#### Task data:
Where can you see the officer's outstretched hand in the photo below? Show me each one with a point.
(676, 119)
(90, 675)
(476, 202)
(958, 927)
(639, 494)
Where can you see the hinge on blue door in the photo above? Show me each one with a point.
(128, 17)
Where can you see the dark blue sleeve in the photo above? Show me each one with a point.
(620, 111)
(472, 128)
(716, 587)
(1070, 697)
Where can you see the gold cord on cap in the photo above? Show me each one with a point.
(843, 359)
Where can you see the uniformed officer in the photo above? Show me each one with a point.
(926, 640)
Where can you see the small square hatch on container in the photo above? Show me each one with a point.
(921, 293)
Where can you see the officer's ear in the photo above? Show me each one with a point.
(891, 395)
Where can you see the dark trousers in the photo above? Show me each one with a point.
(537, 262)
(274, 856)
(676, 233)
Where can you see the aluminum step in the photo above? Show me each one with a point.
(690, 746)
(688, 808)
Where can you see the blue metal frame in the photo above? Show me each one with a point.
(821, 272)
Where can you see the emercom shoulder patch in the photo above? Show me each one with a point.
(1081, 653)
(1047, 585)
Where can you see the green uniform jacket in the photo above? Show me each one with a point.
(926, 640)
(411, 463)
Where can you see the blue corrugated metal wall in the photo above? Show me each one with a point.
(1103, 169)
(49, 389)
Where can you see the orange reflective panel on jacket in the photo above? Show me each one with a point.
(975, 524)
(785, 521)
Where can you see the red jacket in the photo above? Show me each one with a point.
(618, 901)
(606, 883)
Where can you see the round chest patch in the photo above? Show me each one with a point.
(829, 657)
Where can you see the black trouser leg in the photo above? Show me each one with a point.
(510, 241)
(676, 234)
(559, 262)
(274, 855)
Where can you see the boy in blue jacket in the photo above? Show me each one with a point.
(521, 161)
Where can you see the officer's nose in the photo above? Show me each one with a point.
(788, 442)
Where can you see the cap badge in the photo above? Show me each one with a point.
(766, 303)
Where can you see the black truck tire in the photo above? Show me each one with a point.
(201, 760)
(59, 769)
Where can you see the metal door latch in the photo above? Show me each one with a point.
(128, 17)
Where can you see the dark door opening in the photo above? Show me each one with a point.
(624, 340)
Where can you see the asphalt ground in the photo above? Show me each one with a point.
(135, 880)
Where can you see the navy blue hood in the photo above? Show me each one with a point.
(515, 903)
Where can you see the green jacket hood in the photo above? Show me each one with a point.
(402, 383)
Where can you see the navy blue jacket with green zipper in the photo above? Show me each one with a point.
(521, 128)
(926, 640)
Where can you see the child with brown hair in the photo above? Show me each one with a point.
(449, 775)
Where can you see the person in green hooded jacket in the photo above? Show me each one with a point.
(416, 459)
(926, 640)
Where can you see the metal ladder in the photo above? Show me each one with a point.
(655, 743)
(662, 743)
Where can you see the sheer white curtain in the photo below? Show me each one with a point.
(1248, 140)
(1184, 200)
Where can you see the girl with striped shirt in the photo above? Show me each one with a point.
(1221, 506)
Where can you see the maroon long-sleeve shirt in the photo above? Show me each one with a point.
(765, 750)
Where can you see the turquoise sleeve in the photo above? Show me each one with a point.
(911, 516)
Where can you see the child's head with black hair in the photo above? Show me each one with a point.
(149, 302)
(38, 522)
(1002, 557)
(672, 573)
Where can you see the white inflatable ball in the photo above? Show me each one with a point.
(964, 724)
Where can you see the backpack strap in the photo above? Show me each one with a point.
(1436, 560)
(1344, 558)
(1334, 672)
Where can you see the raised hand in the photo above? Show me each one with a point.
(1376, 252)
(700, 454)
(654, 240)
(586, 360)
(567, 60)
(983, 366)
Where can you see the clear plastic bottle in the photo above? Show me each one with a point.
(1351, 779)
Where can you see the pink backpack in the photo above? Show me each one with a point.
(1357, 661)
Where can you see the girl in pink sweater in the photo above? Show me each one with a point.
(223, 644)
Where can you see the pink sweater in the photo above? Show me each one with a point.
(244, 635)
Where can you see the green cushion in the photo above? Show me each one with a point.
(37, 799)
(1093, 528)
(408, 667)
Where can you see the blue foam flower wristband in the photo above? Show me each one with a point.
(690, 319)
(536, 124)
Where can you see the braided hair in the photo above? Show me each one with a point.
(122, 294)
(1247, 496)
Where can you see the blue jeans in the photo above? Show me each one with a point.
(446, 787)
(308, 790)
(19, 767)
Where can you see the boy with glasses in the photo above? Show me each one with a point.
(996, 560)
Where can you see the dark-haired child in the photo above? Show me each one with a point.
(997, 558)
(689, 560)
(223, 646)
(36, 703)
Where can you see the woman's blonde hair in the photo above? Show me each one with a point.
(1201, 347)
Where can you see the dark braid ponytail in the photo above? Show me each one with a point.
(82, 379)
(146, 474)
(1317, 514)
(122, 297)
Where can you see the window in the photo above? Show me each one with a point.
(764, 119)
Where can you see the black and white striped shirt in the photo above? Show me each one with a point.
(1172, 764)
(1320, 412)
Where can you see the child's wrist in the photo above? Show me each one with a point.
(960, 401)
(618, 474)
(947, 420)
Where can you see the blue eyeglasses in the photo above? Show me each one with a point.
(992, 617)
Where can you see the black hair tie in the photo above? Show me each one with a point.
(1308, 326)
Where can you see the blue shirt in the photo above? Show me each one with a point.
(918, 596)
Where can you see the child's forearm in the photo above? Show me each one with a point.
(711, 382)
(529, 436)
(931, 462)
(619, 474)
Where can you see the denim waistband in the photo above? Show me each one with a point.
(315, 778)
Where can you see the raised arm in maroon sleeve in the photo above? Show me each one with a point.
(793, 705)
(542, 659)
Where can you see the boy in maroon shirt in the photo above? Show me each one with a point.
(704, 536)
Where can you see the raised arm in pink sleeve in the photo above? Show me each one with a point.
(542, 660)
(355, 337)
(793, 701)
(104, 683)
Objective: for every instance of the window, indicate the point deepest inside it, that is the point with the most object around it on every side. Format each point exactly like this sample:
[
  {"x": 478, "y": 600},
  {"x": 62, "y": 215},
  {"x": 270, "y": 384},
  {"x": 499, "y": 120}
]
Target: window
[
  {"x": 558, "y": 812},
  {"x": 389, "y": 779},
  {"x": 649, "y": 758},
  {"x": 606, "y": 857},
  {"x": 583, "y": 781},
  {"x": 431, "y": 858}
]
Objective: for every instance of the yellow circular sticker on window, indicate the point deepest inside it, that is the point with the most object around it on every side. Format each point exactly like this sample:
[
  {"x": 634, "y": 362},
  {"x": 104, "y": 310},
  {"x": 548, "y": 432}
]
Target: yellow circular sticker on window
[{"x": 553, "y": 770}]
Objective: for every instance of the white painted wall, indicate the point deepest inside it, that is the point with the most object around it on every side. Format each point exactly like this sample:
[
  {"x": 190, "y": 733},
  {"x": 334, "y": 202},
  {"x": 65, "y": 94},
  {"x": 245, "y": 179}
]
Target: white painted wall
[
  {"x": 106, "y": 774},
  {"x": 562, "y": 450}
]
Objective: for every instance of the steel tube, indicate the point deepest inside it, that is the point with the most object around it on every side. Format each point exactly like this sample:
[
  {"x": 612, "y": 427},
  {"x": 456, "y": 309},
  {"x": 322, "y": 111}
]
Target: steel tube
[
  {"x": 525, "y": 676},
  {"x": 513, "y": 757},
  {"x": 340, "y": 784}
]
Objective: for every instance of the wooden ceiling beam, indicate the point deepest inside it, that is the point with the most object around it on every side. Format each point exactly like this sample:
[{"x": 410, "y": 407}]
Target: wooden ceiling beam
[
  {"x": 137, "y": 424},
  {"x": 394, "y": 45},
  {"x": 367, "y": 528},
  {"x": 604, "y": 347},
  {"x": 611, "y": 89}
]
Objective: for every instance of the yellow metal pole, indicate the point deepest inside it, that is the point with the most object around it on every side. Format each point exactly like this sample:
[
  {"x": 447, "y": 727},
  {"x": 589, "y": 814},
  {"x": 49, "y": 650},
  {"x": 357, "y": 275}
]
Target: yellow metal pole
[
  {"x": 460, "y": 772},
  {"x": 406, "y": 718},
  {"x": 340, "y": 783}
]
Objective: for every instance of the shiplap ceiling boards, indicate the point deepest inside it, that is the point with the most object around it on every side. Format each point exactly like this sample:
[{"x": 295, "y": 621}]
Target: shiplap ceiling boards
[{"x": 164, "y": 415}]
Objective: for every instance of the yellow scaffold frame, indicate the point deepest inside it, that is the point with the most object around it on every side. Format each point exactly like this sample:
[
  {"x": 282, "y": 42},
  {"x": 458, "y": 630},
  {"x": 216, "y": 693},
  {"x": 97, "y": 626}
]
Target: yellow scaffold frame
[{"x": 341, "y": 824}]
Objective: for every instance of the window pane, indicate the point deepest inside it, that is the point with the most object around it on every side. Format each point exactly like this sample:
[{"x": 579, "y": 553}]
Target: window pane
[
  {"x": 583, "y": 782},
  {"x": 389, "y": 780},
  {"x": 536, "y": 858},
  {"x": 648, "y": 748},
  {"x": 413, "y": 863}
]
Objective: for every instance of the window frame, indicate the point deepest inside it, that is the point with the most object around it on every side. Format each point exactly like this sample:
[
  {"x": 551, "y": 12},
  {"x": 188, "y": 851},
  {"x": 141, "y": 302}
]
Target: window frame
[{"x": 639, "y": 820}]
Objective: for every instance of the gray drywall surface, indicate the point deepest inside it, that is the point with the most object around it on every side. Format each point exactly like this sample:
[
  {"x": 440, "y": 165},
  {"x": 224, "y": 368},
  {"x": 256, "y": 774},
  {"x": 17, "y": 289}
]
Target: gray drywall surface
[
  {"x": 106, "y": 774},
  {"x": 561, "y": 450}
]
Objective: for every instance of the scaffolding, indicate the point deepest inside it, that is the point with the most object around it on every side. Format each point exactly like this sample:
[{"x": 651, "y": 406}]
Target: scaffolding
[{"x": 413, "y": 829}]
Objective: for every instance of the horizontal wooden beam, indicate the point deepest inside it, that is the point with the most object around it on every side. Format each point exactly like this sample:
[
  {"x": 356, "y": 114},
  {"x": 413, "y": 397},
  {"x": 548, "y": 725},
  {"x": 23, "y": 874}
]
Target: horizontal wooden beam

#### What the exercise asks:
Take the line in which "Objective: for every instance of the scaffolding, indicate" occurs and each subsequent line through the end; give these lines again without alteration.

#### The result:
Objective: for every instance of the scaffolding, indicate the point deepest inside it, that is the point with the most object around it on every side. Format each point exactly like this sample:
[{"x": 651, "y": 406}]
Target: scaffolding
[{"x": 413, "y": 829}]
Objective: for every instance of the horizontal wooden beam, indicate the point deepest inside it, that is the point with the most object around it on every side. Format each point exactly like this sample:
[
  {"x": 356, "y": 114},
  {"x": 413, "y": 397},
  {"x": 548, "y": 725},
  {"x": 23, "y": 874}
]
Target: horizontal wooden beam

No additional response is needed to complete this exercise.